L'étude Act when Mild est le premier essai d'évaluation contrôlée du traitement précoce des crises migraineuses par triptan (4). Ses auteurs ont comparé la réponse thérapeutique selon que l'almotriptan a été pris précocement, c'est-à-dire dans la première heure quand l'intensité de la douleur était encore légère, ou plus tardivement, quand l'intensité de la crise était modérée à sévère, au sens anglo-saxon. L'étude comportait quatre bras : triptan en traitement précoce ou tardif et placebo en traitement précoce ou tardif. Le critère d'évaluation principal était l'absence de douleur deux heures après la prise du médicament.
En intention de traiter (n = 403), l'étude est négative : il n'y avait pas de différence significative entre les prises précoce et tardive. Cependant, fait remarquer le Dr Lantéri-Minet, « les auteurs ont constaté que certains patients n'avaient pas respecté les consignes, en particulier ceux des groupes en traitement précoce ». Ils ont donc réassigné les patients concernés (10 %) au bon groupe. L'analyse en perprotocole après cette réintégration, non prévue initialement, a été réalisée avant le lever de l'aveugle, « ce qui rend les résultats acceptables ». Elle a mis en évidence une différence significative en faveur du traitement précoce par l'almotriptan.
« Cette étude n'est pas parfaite, mais c'est la première fois que l'on a des données contrôlées qui attestent l'efficacité du traitement précoce et qui permettent de valider la théorie actuelle de la sensibilisation centrale. » D'après cette théorie, la migraine passerait d'abord par une phase périphérique, puis centrale. Or les triptans auraient surtout une action périphérique, au contraire des anti-inflammatoires. « Les résultats de l'étude sont intéressants, parce que nous sommes en cours de réflexion sur une révision des recommandations pour la prise en charge de la migraine », annonce le Dr Lantéri-Minet, en rappelant que la stratégie actuellement préconisée en France est d'utiliser d'abord un anti-inflammatoire, puis un triptan.
Traitement de fond : 6 mois ou plus ?
D'après les recommandations actuelles, le traitement de fond de la migraine est prescrit pendant une durée minimale de 6 mois. L'étude PROMPT avait pour objectif d'évaluer les effets de l'arrêt du traitement après ce délai (5). Elle a inclus 818 patients traités, en ouvert, par topiramate pendant 6 mois, au terme desquels une randomisation en deux groupes, poursuite et arrêt du traitement, a été réalisée.
« Cette étude est intéressante à double titre », explique le Dr Lantéri-Minet. Tout d'abord, elle montre que, dans le groupe resté sous topiramate, l'efficacité est significativement meilleure en termes de fréquence mensuelle des crises. L'effet du topiramate se maintient à douze mois. Ensuite, dans le groupe placebo, il y a eu, certes, une réaugmentation de la fréquence des crises, mais sans revenir au niveau basal. Ainsi, le bénéfice obtenu avec six mois de traitement se maintient. Ce posteffet thérapeutique va dans le sens de l'idée que le traitement de fond pourrait être arrêté après six mois. « Il y a probablement une sous-population de patients qui peut nécessiter sa poursuite. »

——————

Recopiez le passage de l'article sur la migraine qui va de « Traitement de fond : 6 » jusqu'à « a été réalisée. », en remplaçant « topiramate » par « valproate ». Vous n'aurez pas besoin des enregistrements.

= LISTE DES ENREGISTREMENTS =
——————

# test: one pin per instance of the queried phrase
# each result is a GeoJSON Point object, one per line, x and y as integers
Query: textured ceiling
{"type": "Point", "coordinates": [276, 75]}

——————

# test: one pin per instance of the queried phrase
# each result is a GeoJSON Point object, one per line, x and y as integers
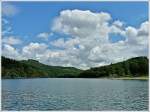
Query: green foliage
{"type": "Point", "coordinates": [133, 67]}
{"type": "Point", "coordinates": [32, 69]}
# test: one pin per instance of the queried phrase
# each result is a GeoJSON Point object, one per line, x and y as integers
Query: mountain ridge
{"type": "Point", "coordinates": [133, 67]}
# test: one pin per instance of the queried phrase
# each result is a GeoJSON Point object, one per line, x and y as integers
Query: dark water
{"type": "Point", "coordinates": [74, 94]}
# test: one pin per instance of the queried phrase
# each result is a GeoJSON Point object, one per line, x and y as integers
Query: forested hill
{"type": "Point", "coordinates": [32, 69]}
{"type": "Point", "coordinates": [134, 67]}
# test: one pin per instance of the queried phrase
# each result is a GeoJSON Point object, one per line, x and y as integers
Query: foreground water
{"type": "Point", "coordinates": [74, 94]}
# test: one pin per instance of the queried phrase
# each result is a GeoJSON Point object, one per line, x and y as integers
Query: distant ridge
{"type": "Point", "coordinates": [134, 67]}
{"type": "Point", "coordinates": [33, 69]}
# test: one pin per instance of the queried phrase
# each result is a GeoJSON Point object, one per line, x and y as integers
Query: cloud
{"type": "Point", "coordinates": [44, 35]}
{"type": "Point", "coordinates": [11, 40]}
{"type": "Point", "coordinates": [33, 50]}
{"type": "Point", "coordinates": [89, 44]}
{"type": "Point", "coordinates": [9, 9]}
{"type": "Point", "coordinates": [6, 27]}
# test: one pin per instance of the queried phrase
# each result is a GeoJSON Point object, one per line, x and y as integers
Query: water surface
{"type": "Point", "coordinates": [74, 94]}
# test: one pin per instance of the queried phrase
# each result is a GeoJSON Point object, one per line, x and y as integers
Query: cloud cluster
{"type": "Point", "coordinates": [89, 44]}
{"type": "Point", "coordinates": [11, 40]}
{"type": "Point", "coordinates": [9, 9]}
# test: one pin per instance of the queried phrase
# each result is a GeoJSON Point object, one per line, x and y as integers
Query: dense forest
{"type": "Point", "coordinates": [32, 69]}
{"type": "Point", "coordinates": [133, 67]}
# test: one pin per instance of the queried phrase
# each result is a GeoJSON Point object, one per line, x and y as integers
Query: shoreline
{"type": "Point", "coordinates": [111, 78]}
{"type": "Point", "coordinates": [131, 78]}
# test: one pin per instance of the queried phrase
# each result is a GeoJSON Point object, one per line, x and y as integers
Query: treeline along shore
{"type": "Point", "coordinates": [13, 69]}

——————

= RÉPONSE =
Traitement de fond : 6 mois ou plus ?
D'après les recommandations actuelles, le traitement de fond de la migraine est prescrit pendant une durée minimale de 6 mois. L'étude PROMPT avait pour objectif d'évaluer les effets de l'arrêt du traitement après ce délai (5). Elle a inclus 818 patients traités, en ouvert, par valproate pendant 6 mois, au terme desquels une randomisation en deux groupes, poursuite et arrêt du traitement, a été réalisée.